Document text:
══════════════════════════════

Line 84: Option 1 is reasonably well presented in the paper, so the discussion 
will mostly focus on options
> Nit: replace "the paper" with "[1]".
Done


Line 90: - Identification - Although the clients don't currently have an ID, a 
natural place to issue
> I don't really follow why it can't just be a client-generated UUID? This is
The point of the distributed system, in the paper, is twofold:
- The leases allow to garbage collect the completion records in a way that is 
consistent with the clients that need it.
- It _guarantees_ that each request is uniquely identified. (maybe there isn't 
much of a concern here though, at least for randomly generated uuids)

However, I think that, even if we ever deem it necessary, on a first approach 
we don't need anything but the UUID itself. In fact in my implementation I have 
the LeaseManager just generate an UUID locally which never expires. I changed 
the verbage of milestone 1 and elsewhere accordingly.

If we deem that we for sure will never use these leases all that is really 
required is to elide the lease manager class and to use the raw uuid generator 
instead, which shouldn't be much work.

══════════════════════════════

Material provided:
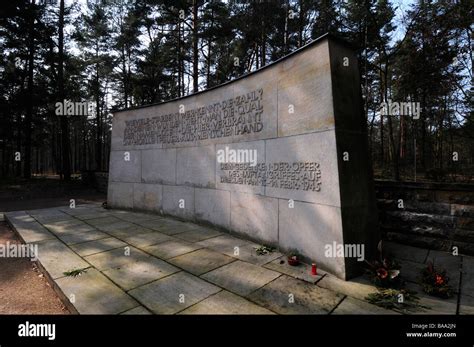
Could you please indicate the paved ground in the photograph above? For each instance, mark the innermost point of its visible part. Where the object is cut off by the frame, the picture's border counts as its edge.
(140, 263)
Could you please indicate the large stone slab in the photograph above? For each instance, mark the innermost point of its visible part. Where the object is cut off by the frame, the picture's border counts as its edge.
(198, 234)
(69, 226)
(201, 175)
(97, 246)
(147, 197)
(240, 277)
(307, 228)
(125, 166)
(120, 195)
(138, 273)
(32, 232)
(178, 201)
(171, 249)
(213, 206)
(248, 253)
(357, 288)
(225, 302)
(146, 239)
(223, 244)
(93, 293)
(173, 293)
(116, 257)
(57, 258)
(301, 271)
(287, 295)
(353, 306)
(255, 216)
(159, 166)
(79, 237)
(201, 261)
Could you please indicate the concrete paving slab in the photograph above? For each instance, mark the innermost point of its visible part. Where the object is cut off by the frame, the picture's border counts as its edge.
(223, 243)
(287, 295)
(249, 254)
(354, 306)
(93, 293)
(97, 246)
(240, 277)
(171, 249)
(225, 302)
(114, 226)
(79, 237)
(415, 254)
(91, 215)
(198, 234)
(57, 258)
(33, 232)
(115, 258)
(101, 221)
(201, 261)
(146, 239)
(125, 232)
(140, 310)
(357, 288)
(140, 272)
(174, 293)
(69, 226)
(301, 271)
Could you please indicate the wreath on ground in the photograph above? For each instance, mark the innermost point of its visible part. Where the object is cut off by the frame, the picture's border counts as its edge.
(435, 282)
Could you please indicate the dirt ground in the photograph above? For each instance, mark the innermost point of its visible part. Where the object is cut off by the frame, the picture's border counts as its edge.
(23, 289)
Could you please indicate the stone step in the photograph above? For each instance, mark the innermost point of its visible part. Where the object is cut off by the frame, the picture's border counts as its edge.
(420, 241)
(419, 219)
(440, 208)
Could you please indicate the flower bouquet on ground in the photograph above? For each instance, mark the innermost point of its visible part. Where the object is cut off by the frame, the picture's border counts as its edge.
(435, 282)
(403, 300)
(384, 272)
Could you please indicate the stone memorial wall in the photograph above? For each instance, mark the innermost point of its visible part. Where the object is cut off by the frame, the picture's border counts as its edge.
(278, 156)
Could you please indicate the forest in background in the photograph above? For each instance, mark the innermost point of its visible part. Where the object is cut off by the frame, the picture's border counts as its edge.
(119, 54)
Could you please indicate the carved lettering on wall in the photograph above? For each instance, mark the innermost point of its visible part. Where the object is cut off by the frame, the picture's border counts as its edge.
(284, 175)
(232, 117)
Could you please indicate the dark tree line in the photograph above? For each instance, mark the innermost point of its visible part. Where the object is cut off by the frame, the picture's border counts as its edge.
(119, 53)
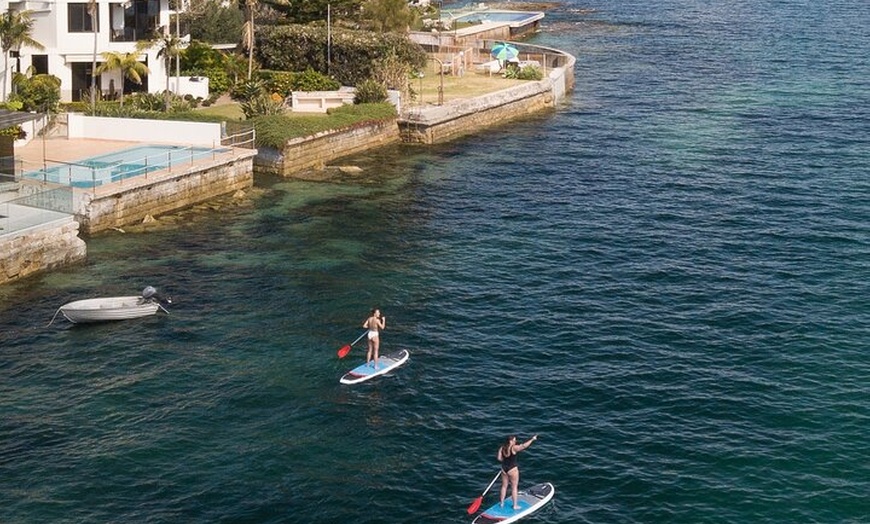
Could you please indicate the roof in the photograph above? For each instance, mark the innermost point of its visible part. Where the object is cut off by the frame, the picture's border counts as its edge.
(14, 118)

══════════════════════════════

Required tasks:
1. From the review thread, list each change or implementation choice the responder reports having made.
2. Answer these questions about the review thread:
(a) Which line does the comment about Option 1 refer to?
(b) What does the LeaseManager produce in the responder's implementation?
(c) What would be required if it is decided that the leases will never be used?

Answers:
1.
- Replaced "the paper" with "[1]" (confirmed with "Done")
- In their implementation, had the LeaseManager generate a UUID locally that never expires
- Changed the wording of milestone 1 and elsewhere to match

2.
(a) Line 84.
(b) A UUID, generated locally, that never expires.
(c) Eliding the lease manager class and using the raw UUID generator instead.